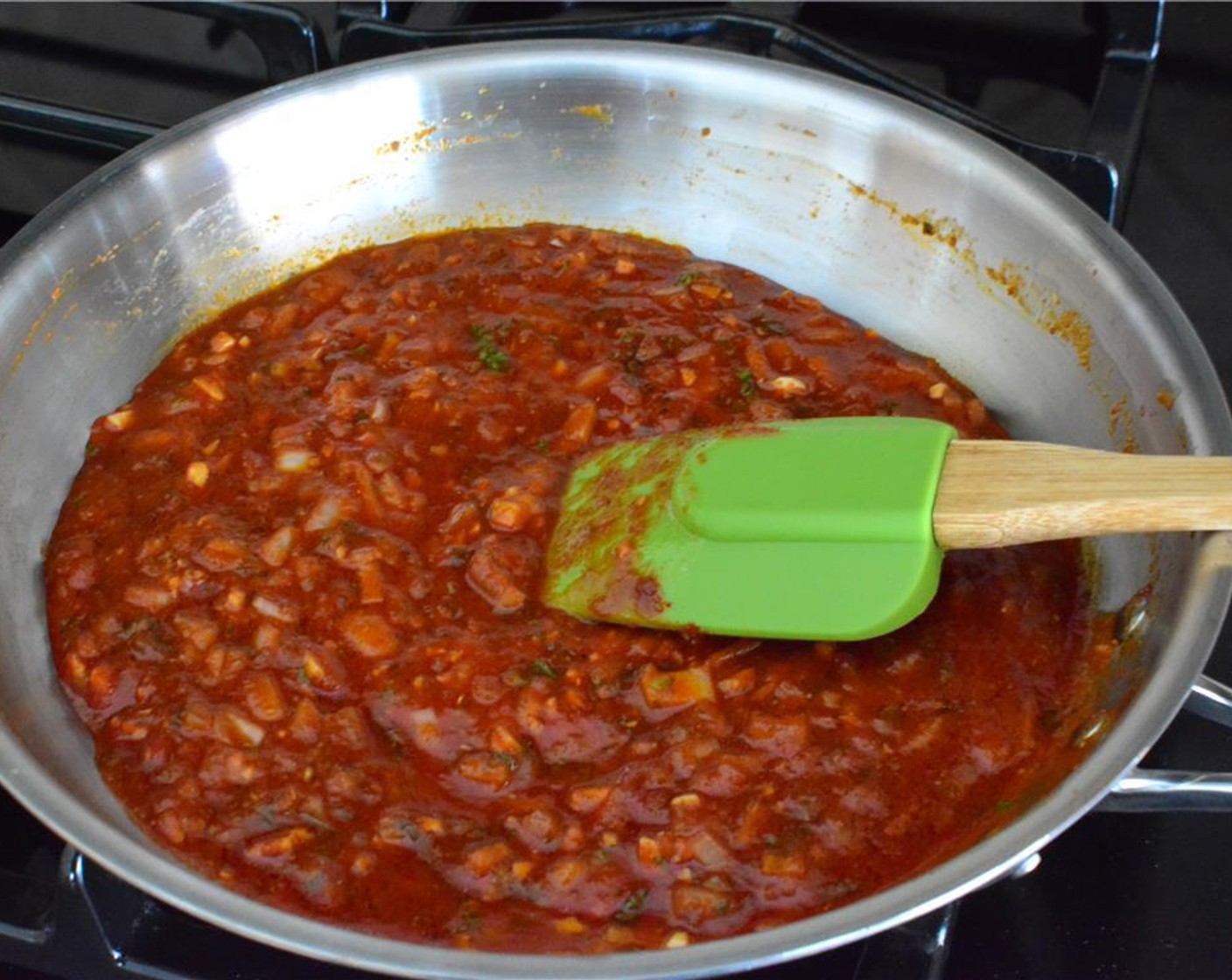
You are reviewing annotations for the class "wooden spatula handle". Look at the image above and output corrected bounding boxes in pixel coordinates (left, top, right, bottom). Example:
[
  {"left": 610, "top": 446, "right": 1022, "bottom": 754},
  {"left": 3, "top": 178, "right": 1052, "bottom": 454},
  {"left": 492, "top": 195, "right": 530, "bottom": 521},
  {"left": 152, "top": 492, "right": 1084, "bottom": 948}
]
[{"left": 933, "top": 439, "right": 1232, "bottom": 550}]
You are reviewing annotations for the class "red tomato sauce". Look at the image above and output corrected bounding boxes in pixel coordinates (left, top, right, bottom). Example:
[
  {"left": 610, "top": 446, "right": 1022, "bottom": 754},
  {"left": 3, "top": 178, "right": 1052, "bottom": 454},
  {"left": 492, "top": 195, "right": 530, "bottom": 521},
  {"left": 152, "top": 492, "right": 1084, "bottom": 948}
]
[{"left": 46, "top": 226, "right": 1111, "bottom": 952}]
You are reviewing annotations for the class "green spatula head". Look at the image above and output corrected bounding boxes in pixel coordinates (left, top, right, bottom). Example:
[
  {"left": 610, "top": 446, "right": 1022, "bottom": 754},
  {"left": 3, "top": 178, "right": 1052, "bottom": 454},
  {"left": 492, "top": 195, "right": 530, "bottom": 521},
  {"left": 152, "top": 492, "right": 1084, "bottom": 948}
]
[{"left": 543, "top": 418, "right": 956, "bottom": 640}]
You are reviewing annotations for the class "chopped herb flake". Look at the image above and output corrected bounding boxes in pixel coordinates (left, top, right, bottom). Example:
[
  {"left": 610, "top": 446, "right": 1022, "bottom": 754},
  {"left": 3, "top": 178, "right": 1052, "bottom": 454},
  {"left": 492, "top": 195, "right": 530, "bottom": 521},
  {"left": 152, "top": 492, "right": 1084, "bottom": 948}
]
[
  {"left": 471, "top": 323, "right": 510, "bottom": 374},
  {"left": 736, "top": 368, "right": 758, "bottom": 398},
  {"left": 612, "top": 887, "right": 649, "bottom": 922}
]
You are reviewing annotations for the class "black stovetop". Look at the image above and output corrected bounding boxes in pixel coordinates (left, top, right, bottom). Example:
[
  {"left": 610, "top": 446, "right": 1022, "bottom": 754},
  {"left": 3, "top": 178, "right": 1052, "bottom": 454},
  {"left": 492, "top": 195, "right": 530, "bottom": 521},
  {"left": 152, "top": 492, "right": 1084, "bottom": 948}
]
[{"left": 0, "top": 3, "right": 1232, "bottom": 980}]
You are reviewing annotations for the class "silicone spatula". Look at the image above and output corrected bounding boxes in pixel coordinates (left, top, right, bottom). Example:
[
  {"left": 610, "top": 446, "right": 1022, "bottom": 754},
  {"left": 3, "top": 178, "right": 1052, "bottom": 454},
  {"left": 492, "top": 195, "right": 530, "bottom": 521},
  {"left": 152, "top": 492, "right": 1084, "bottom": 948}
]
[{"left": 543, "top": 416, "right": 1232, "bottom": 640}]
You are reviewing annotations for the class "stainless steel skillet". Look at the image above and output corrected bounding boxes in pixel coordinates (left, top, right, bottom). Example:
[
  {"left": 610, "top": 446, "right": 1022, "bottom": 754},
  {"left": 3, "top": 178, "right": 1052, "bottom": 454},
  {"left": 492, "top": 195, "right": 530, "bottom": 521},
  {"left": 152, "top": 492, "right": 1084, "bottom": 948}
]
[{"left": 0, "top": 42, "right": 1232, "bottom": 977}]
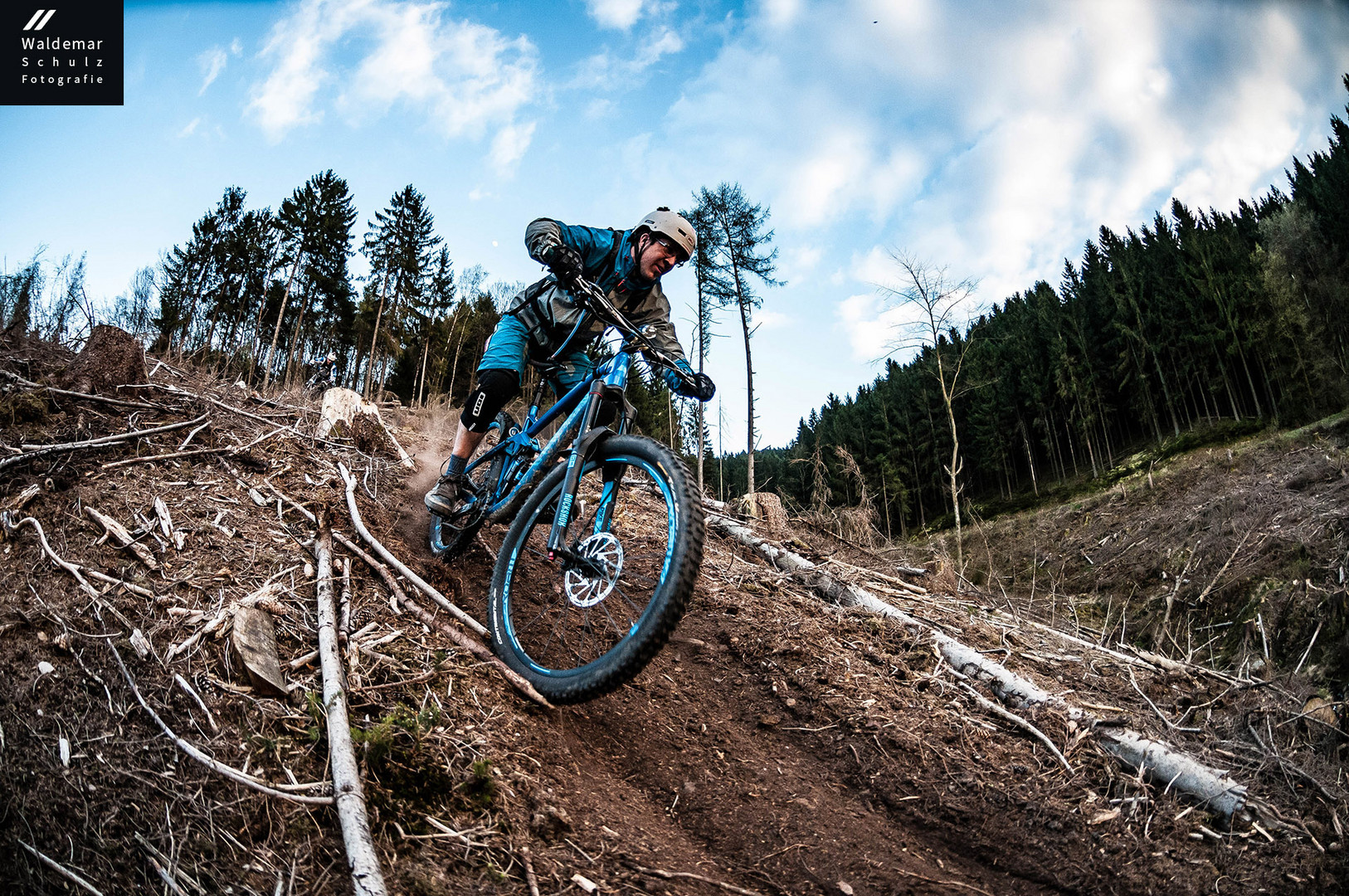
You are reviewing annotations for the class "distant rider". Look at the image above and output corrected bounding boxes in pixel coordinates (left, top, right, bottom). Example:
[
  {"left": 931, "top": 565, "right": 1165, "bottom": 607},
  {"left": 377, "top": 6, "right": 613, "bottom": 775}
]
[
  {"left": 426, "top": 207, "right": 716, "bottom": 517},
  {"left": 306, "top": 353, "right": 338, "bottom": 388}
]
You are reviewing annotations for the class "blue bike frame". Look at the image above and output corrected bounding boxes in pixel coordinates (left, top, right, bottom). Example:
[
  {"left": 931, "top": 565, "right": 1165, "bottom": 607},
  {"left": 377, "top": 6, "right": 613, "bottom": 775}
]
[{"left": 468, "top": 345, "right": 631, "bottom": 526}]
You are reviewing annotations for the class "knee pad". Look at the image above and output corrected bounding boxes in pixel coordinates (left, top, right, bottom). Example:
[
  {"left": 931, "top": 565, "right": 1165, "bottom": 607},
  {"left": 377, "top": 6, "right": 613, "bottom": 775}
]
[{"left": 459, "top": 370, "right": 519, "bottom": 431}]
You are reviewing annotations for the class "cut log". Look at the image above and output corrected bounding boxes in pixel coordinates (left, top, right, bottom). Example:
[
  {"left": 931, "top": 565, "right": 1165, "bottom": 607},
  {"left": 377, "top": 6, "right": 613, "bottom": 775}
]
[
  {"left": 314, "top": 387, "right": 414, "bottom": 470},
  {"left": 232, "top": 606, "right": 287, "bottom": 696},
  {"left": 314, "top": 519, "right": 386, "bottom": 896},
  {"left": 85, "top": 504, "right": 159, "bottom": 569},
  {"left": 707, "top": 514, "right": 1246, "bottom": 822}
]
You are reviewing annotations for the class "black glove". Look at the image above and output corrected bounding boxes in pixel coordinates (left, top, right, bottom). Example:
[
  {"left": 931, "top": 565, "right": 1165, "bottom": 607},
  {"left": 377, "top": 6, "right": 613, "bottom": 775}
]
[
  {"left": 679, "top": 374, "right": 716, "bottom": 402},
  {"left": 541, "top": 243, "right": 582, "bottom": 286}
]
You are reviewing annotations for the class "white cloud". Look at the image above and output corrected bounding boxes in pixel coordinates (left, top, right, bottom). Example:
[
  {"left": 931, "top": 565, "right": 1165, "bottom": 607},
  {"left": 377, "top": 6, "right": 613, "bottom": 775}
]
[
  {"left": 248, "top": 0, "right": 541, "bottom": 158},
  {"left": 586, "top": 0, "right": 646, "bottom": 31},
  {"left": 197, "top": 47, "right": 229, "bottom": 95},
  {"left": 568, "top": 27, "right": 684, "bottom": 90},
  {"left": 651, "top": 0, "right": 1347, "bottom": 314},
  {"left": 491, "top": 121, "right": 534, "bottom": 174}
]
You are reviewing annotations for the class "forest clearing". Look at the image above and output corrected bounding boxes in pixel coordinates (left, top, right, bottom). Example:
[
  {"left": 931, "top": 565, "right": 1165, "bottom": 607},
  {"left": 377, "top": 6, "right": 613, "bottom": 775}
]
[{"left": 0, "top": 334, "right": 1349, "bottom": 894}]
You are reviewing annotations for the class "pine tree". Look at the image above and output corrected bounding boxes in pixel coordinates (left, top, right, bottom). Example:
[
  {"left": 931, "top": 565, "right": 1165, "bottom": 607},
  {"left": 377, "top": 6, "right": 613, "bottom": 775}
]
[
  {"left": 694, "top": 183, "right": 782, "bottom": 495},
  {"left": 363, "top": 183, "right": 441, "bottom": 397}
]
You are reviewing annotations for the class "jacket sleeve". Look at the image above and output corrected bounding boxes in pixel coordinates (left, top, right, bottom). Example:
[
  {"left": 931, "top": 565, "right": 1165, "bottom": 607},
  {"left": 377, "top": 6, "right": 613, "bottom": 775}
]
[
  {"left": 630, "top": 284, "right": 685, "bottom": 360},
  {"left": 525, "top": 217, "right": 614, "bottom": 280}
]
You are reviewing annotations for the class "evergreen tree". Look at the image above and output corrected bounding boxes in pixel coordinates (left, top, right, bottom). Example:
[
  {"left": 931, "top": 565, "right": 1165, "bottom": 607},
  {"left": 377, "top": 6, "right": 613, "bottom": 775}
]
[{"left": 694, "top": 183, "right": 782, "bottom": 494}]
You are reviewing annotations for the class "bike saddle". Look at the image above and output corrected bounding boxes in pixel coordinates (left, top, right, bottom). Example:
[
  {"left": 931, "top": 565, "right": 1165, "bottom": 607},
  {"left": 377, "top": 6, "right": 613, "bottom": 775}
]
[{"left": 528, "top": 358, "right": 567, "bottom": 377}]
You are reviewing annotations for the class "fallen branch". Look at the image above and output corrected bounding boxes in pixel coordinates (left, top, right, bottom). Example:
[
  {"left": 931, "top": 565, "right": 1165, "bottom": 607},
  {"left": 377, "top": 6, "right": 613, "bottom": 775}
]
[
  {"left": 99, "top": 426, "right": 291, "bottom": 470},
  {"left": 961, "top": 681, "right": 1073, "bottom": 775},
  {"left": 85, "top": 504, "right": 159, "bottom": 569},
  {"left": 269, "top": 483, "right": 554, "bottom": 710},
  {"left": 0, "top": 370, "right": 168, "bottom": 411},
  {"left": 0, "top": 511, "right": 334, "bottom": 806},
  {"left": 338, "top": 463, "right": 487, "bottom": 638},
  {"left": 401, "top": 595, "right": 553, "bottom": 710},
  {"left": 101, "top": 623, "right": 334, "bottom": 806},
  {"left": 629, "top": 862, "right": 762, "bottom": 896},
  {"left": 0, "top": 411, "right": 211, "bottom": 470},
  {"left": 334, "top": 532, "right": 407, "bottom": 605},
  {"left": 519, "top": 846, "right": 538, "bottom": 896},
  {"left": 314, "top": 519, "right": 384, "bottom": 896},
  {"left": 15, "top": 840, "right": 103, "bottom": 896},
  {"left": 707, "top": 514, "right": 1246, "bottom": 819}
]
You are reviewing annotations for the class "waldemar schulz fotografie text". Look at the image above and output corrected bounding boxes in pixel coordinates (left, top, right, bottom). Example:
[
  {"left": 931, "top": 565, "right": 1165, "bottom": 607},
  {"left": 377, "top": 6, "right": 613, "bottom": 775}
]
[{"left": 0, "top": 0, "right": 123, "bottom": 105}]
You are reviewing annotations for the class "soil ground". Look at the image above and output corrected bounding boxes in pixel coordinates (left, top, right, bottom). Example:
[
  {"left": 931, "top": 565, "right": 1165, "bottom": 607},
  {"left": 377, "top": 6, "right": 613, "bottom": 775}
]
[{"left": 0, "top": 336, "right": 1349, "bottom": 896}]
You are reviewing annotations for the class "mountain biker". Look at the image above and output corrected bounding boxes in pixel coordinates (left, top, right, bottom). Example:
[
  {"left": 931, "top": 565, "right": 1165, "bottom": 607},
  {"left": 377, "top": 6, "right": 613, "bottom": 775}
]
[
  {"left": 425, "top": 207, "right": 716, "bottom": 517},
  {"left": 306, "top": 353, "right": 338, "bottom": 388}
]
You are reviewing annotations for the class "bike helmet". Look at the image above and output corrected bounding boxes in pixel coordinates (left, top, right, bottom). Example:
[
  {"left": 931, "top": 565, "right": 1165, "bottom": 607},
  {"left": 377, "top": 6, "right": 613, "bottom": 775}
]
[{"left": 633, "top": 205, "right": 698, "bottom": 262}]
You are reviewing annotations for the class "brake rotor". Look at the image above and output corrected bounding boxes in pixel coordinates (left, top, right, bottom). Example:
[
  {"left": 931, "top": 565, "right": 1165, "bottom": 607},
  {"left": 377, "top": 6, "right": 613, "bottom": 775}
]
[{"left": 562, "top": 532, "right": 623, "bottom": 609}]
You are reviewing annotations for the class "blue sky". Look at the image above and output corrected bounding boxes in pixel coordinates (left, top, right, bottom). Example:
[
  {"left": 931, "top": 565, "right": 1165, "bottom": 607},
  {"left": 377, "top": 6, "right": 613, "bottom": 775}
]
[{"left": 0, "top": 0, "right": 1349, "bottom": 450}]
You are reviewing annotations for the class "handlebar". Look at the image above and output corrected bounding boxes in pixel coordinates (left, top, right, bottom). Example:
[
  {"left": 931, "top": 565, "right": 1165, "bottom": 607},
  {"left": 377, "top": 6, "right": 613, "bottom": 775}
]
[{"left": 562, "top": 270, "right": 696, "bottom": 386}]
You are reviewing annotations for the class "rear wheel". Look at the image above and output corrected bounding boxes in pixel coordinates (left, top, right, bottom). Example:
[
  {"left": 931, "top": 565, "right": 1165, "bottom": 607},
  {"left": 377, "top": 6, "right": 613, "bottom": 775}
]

# Do this
How many lines in the records above contain the word "blue"? Reply with the number alone.

# Solution to the problem
2